Can you pull every line of the listing below out verbatim, leaving the pictures out?

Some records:
------

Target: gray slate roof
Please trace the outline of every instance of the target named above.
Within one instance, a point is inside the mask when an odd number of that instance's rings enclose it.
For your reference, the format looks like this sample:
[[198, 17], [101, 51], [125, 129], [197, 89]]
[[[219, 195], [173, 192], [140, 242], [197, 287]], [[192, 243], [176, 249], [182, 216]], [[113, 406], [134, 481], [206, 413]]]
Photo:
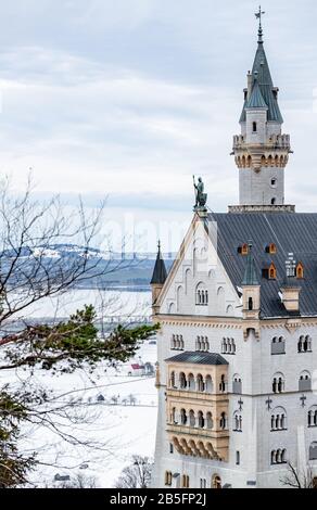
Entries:
[[152, 275], [151, 285], [152, 284], [163, 285], [165, 283], [166, 278], [167, 278], [167, 271], [166, 271], [164, 259], [162, 257], [161, 246], [158, 246], [158, 252], [157, 252], [156, 262], [155, 262], [155, 266], [154, 266], [154, 270]]
[[245, 105], [245, 110], [248, 109], [267, 109], [267, 104], [263, 99], [261, 88], [257, 81], [254, 82], [252, 94]]
[[257, 270], [255, 267], [254, 258], [252, 255], [253, 246], [249, 244], [249, 254], [246, 258], [244, 277], [242, 280], [242, 285], [258, 285], [259, 281], [257, 278]]
[[[301, 316], [317, 316], [317, 214], [213, 213], [208, 215], [208, 220], [217, 222], [218, 255], [236, 288], [241, 288], [246, 266], [246, 257], [238, 253], [238, 247], [252, 239], [252, 256], [262, 285], [263, 318], [291, 315], [278, 295], [286, 283], [286, 260], [289, 253], [293, 253], [296, 262], [304, 265], [304, 279], [293, 280], [302, 289]], [[269, 243], [276, 244], [276, 255], [266, 253]], [[269, 267], [271, 262], [277, 268], [277, 280], [262, 277], [262, 269]]]
[[173, 356], [173, 358], [165, 359], [165, 361], [195, 365], [229, 365], [228, 361], [217, 353], [192, 353], [189, 350]]
[[[278, 102], [272, 92], [274, 84], [272, 84], [272, 79], [270, 76], [270, 71], [269, 71], [267, 58], [266, 58], [262, 41], [258, 42], [258, 47], [257, 47], [257, 51], [255, 54], [254, 64], [252, 68], [252, 76], [253, 76], [252, 87], [254, 87], [254, 81], [257, 80], [261, 94], [263, 97], [263, 100], [265, 101], [266, 106], [268, 107], [267, 119], [269, 122], [278, 122], [282, 124], [283, 117], [281, 116]], [[242, 114], [240, 117], [240, 123], [245, 123], [246, 105], [248, 105], [248, 101], [244, 102]]]

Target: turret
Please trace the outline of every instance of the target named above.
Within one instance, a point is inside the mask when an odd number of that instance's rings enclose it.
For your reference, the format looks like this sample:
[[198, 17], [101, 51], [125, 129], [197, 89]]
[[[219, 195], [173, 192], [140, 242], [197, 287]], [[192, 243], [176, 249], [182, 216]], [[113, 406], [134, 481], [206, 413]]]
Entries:
[[271, 79], [259, 22], [257, 50], [244, 89], [241, 135], [233, 139], [240, 191], [240, 206], [232, 207], [233, 212], [239, 207], [242, 211], [294, 209], [284, 206], [284, 168], [292, 151], [289, 135], [282, 135], [278, 90]]
[[166, 281], [166, 278], [167, 271], [161, 253], [161, 242], [158, 241], [157, 256], [151, 280], [153, 315], [156, 315], [158, 313], [158, 306], [156, 305], [156, 303], [163, 289], [163, 285]]
[[249, 242], [246, 267], [242, 280], [243, 319], [258, 319], [261, 308], [261, 285], [252, 255], [252, 242]]

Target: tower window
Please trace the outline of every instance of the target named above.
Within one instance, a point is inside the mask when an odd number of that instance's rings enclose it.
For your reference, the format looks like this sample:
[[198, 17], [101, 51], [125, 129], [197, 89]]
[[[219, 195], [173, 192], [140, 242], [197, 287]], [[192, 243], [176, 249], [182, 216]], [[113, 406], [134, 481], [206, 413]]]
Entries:
[[252, 297], [249, 297], [249, 310], [253, 310], [253, 299]]
[[275, 255], [277, 252], [276, 244], [270, 243], [266, 246], [265, 248], [266, 253], [269, 253], [270, 255]]
[[299, 263], [296, 266], [296, 278], [299, 278], [299, 280], [304, 278], [304, 266], [302, 263]]
[[271, 264], [269, 266], [269, 269], [268, 269], [268, 278], [269, 280], [276, 280], [276, 267], [274, 264]]

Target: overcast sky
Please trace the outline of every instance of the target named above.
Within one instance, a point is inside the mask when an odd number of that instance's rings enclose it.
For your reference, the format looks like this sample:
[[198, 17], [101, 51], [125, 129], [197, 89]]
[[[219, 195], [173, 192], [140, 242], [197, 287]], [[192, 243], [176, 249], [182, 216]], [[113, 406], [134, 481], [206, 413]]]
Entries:
[[[0, 169], [13, 173], [17, 188], [31, 167], [43, 196], [61, 192], [72, 203], [81, 193], [93, 206], [109, 194], [110, 218], [155, 225], [190, 221], [193, 174], [205, 180], [213, 211], [238, 203], [229, 153], [256, 50], [258, 0], [0, 5]], [[263, 8], [294, 150], [286, 199], [317, 211], [317, 3], [266, 0]]]

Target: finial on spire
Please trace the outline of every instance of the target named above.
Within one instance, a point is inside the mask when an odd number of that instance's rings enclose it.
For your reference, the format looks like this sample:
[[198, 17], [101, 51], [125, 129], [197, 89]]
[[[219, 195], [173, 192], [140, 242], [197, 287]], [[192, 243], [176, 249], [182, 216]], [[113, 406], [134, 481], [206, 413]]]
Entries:
[[258, 12], [255, 13], [256, 20], [258, 20], [258, 41], [263, 42], [263, 28], [262, 28], [262, 16], [265, 14], [265, 11], [262, 10], [262, 7], [258, 7]]

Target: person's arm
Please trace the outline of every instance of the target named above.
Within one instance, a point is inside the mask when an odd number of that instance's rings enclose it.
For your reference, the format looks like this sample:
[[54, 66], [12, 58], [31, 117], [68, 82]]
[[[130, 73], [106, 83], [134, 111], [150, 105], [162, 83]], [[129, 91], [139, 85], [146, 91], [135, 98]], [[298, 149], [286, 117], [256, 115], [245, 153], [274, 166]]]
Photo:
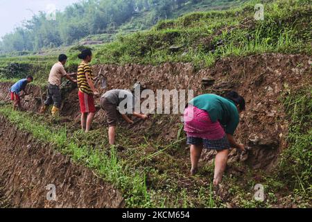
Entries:
[[29, 90], [28, 92], [26, 90], [27, 84], [28, 84], [28, 83], [25, 83], [25, 86], [21, 89], [21, 91], [23, 91], [24, 96], [27, 96], [28, 94], [29, 94]]
[[70, 77], [70, 76], [73, 76], [73, 75], [74, 75], [74, 74], [66, 74], [65, 77], [66, 77], [67, 79], [70, 80], [71, 83], [76, 83], [77, 80], [76, 79], [71, 78]]
[[91, 78], [91, 74], [89, 72], [86, 72], [85, 73], [85, 77], [87, 78], [87, 82], [89, 84], [89, 86], [91, 88], [91, 90], [93, 91], [93, 93], [94, 95], [97, 95], [98, 94], [98, 91], [96, 89], [95, 87], [94, 87], [94, 83], [93, 83], [93, 80]]
[[62, 75], [63, 77], [65, 77], [67, 79], [70, 80], [71, 83], [77, 83], [76, 80], [74, 80], [73, 78], [71, 78], [70, 76], [73, 76], [73, 74], [67, 74], [64, 67], [62, 67], [59, 71], [62, 73]]
[[126, 114], [122, 114], [121, 117], [123, 118], [124, 120], [126, 121], [127, 123], [130, 124], [133, 124], [135, 123]]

------

● **Full output**
Target: gray slate roof
Please trace the outline of every instance of the target named above.
Within one instance, a point is inside the mask when an odd number of that instance's rings enclose it.
For your reference, the format looks like this sample:
[[198, 17], [101, 51], [125, 129], [197, 89]]
[[[219, 195], [173, 192], [140, 242], [197, 287]], [[192, 243], [176, 249], [182, 216]], [[113, 406], [134, 481], [206, 413]]]
Photo:
Entries:
[[152, 275], [151, 285], [152, 284], [163, 285], [165, 283], [166, 278], [167, 278], [167, 271], [166, 271], [164, 259], [162, 257], [161, 246], [158, 246], [158, 252], [157, 252], [156, 262], [155, 262], [155, 266], [154, 266], [154, 270]]
[[245, 105], [245, 110], [248, 109], [267, 109], [267, 104], [263, 99], [261, 88], [257, 81], [254, 82], [252, 94]]
[[257, 270], [255, 267], [254, 258], [252, 255], [253, 246], [249, 244], [249, 254], [246, 258], [244, 277], [242, 280], [242, 285], [258, 285], [259, 281], [257, 278]]
[[[301, 316], [317, 316], [317, 214], [213, 213], [208, 215], [208, 220], [217, 222], [218, 255], [236, 288], [241, 288], [246, 266], [246, 257], [238, 253], [238, 247], [252, 239], [252, 256], [262, 285], [263, 318], [291, 315], [278, 295], [286, 283], [286, 260], [289, 253], [293, 253], [296, 262], [304, 265], [304, 279], [293, 280], [302, 289]], [[269, 243], [276, 244], [276, 255], [266, 253]], [[269, 267], [271, 262], [277, 268], [277, 280], [262, 277], [262, 269]]]
[[173, 356], [173, 358], [165, 359], [165, 361], [195, 365], [229, 365], [228, 361], [217, 353], [192, 353], [189, 350]]
[[[278, 102], [272, 92], [274, 84], [272, 84], [272, 79], [270, 76], [270, 71], [269, 71], [267, 58], [266, 58], [262, 41], [258, 42], [258, 47], [257, 47], [257, 51], [255, 54], [254, 64], [252, 68], [252, 76], [253, 76], [252, 87], [254, 87], [254, 81], [257, 80], [261, 94], [263, 97], [263, 100], [265, 101], [266, 106], [268, 107], [267, 119], [269, 122], [278, 122], [282, 124], [283, 117], [281, 116]], [[242, 114], [240, 117], [240, 123], [245, 123], [246, 105], [248, 105], [248, 101], [244, 102]]]

Target: turret
Please trace the outline of every instance of the target named above.
Within one instance, a point is inside the mask when an odd number of that instance's rings enclose it.
For your reference, the format looks like this sample:
[[198, 17], [101, 51], [125, 129], [197, 89]]
[[[219, 195], [173, 192], [140, 242], [197, 287]], [[192, 243], [176, 249], [182, 216]], [[113, 406], [134, 481], [206, 413]]]
Entries:
[[271, 79], [259, 22], [257, 50], [244, 89], [241, 135], [233, 139], [240, 191], [240, 206], [232, 207], [233, 212], [239, 207], [242, 211], [294, 209], [284, 206], [284, 168], [292, 151], [289, 135], [282, 135], [278, 90]]
[[166, 281], [166, 278], [167, 271], [161, 253], [161, 242], [158, 241], [157, 256], [151, 280], [153, 315], [156, 315], [158, 313], [158, 306], [156, 305], [156, 303], [163, 289], [163, 285]]
[[249, 242], [246, 267], [242, 280], [243, 319], [258, 319], [261, 308], [261, 285], [252, 255], [252, 242]]

Target: tower window
Please trace the outline of every instance of the target named above.
Within one instance, a point is inside the mask when an odd number of that instance's rings enclose it.
For your reference, the format looks like this sample:
[[198, 17], [101, 51], [125, 129], [197, 89]]
[[[219, 195], [173, 192], [140, 242], [197, 287]], [[192, 243], [176, 249], [182, 216]], [[113, 406], [134, 481], [206, 413]]]
Entries:
[[252, 297], [249, 297], [249, 310], [253, 310], [253, 299]]
[[275, 255], [277, 252], [276, 244], [270, 243], [266, 246], [265, 248], [266, 253], [269, 253], [270, 255]]
[[299, 263], [296, 266], [296, 278], [299, 278], [299, 280], [304, 278], [304, 266], [302, 263]]
[[271, 264], [269, 266], [269, 269], [268, 269], [268, 278], [269, 280], [276, 280], [276, 267], [274, 264]]

Target: overcast sky
Please trace the outline of every instance of the target named above.
Within one instance, a point is inside the mask when an odd number of that instance's rings enclose it.
For your reference, the format looks like this sample:
[[198, 17], [101, 51], [125, 129], [197, 89]]
[[[219, 195], [173, 192], [140, 242], [197, 287]], [[192, 243], [176, 249], [182, 216]], [[113, 406], [134, 481], [206, 413]]]
Entries:
[[[0, 169], [13, 173], [17, 188], [31, 167], [43, 196], [61, 192], [72, 203], [81, 193], [93, 206], [109, 194], [110, 218], [155, 225], [190, 221], [193, 174], [205, 180], [213, 211], [238, 203], [229, 153], [256, 50], [258, 0], [0, 5]], [[263, 8], [294, 150], [286, 199], [317, 211], [317, 3], [266, 0]]]

Target: finial on spire
Please trace the outline of every instance of the target named above.
Within one instance, a point is inside the mask when an odd number of that instance's rings enclose it.
For your reference, the format looks like this sample:
[[198, 17], [101, 51], [125, 129], [197, 89]]
[[[219, 195], [173, 192], [140, 242], [197, 287]], [[192, 243], [176, 249], [182, 216]], [[113, 406], [134, 481], [206, 413]]]
Entries:
[[258, 12], [255, 13], [256, 20], [258, 20], [258, 41], [263, 42], [263, 28], [262, 28], [262, 16], [265, 14], [265, 11], [262, 10], [262, 7], [258, 7]]

Target: person's arm
Please trace the outline of every instance of the target named above.
Within one instance, a point is inside the mask when an odd number of that instance's rings enclose it.
For your reference, the format looks like this sample:
[[54, 66], [12, 58], [31, 117], [68, 82]]
[[[130, 73], [106, 83], [134, 111], [150, 105], [162, 83]], [[129, 91], [139, 85], [146, 91], [135, 98]], [[298, 149], [286, 117], [256, 115], [245, 153], [274, 166]]]
Photo:
Entries:
[[29, 90], [28, 92], [26, 90], [27, 84], [28, 84], [28, 83], [25, 83], [25, 86], [21, 89], [21, 91], [23, 91], [24, 96], [27, 96], [28, 94], [29, 94]]
[[70, 77], [70, 76], [73, 76], [73, 75], [74, 75], [74, 74], [66, 74], [65, 77], [66, 77], [67, 79], [70, 80], [71, 83], [76, 83], [77, 80], [76, 79], [71, 78]]
[[91, 78], [91, 74], [89, 72], [86, 72], [85, 73], [85, 77], [87, 78], [87, 82], [89, 84], [89, 86], [91, 88], [91, 90], [93, 91], [93, 93], [94, 95], [97, 95], [98, 94], [98, 91], [96, 89], [95, 87], [94, 87], [94, 83], [93, 83], [93, 80]]
[[62, 75], [63, 77], [65, 77], [67, 79], [70, 80], [71, 83], [77, 83], [76, 80], [74, 80], [73, 78], [71, 78], [70, 76], [73, 76], [73, 74], [67, 74], [64, 67], [62, 67], [59, 71], [62, 73]]
[[126, 114], [122, 114], [121, 117], [123, 118], [124, 120], [126, 121], [127, 123], [130, 124], [133, 124], [135, 123]]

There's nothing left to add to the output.